▶ RECORDS SUPPLIED
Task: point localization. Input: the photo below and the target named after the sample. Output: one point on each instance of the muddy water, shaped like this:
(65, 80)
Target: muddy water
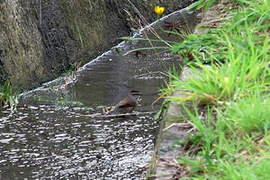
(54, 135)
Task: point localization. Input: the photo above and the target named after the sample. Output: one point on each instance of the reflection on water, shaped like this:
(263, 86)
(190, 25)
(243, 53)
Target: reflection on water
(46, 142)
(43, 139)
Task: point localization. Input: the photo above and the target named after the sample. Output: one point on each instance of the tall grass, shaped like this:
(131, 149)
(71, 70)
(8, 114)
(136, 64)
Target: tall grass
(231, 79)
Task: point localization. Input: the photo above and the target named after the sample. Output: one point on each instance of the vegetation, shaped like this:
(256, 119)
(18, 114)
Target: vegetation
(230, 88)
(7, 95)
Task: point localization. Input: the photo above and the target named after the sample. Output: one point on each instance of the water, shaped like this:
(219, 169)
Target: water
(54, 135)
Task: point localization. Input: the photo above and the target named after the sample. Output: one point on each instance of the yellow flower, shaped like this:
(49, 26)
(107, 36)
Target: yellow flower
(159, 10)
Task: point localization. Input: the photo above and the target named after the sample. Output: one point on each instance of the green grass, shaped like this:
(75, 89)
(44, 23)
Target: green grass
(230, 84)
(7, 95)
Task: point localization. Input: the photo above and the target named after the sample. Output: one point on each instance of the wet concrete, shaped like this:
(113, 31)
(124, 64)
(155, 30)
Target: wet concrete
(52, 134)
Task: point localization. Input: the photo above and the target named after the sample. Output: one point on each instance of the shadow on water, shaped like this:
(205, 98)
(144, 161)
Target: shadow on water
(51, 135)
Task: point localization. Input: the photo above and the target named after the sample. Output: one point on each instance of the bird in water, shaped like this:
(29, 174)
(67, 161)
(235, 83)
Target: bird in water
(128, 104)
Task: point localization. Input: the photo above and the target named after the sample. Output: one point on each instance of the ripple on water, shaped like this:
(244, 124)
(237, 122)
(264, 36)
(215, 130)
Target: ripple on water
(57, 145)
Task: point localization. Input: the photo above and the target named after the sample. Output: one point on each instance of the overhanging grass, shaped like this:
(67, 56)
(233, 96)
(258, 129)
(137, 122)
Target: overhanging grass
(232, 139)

▶ PROBLEM TO WORK ON
Your task is to repeat the data above exactly while excluding the pictures.

▶ WRITTEN SOLUTION
Task: point localization. Input: the photo below and the target named after the sample. Output: one point on each instance of the muddy water, shaped like this:
(65, 80)
Target: muddy water
(54, 135)
Task: point localization. Input: the photo above and the target named after the sample. Output: one point on each instance of the reflection on water, shaped like this:
(263, 86)
(190, 25)
(243, 53)
Target: reflection on water
(46, 142)
(43, 139)
Task: point localization. Input: the photo above and the target named after the sample. Output: one point on each instance of the tall grass, shaped like this:
(131, 149)
(71, 70)
(8, 114)
(136, 64)
Target: tall grass
(231, 79)
Task: point localization. Input: the photo above and the target named after the sample. Output: one point on each instance of the vegetation, shaped like this:
(256, 119)
(18, 114)
Target: vegetation
(230, 88)
(7, 95)
Task: point localization. Input: the photo above and the target named after the sample. Output: one point on each instance of the water, shaped like this:
(219, 169)
Target: water
(54, 135)
Task: point localization. Input: the photo above and the target named after the sample. Output: one point on each instance of the yellow flower, shaped like this:
(49, 26)
(107, 36)
Target: yellow flower
(159, 10)
Task: point localization. Input: the photo above and the target named after the sample. Output: one point on each instance of the green grass, shaped like this:
(75, 89)
(44, 23)
Target: green grass
(230, 84)
(7, 95)
Task: point localization. Input: the photo above and the target named after the sample. Output: one point on each instance of the wet concrete, shaped like this:
(113, 31)
(124, 64)
(155, 30)
Target: wet concrete
(52, 134)
Task: point localization. Input: the photo above and the target named after the sample. Output: one point on each instance of the shadow on water, shaped like this:
(205, 98)
(144, 161)
Target: shadow on water
(51, 135)
Task: point localization. Input: the photo above and the target named after the sample. Output: one point on each instance of the bird in water, shaped like this:
(29, 174)
(67, 161)
(235, 83)
Target: bird in water
(128, 104)
Task: point localization. Input: the photo above and the target named after the sample. Output: one point on each instance of the ripple on water, shaped like this:
(244, 124)
(237, 122)
(264, 36)
(215, 130)
Target: ripple on water
(57, 145)
Task: point localization. Input: the photo above and the target named after the sample. Output: one point on each instance of the overhanging grass, shaped like this:
(67, 56)
(233, 96)
(258, 129)
(137, 122)
Target: overhanging grass
(232, 139)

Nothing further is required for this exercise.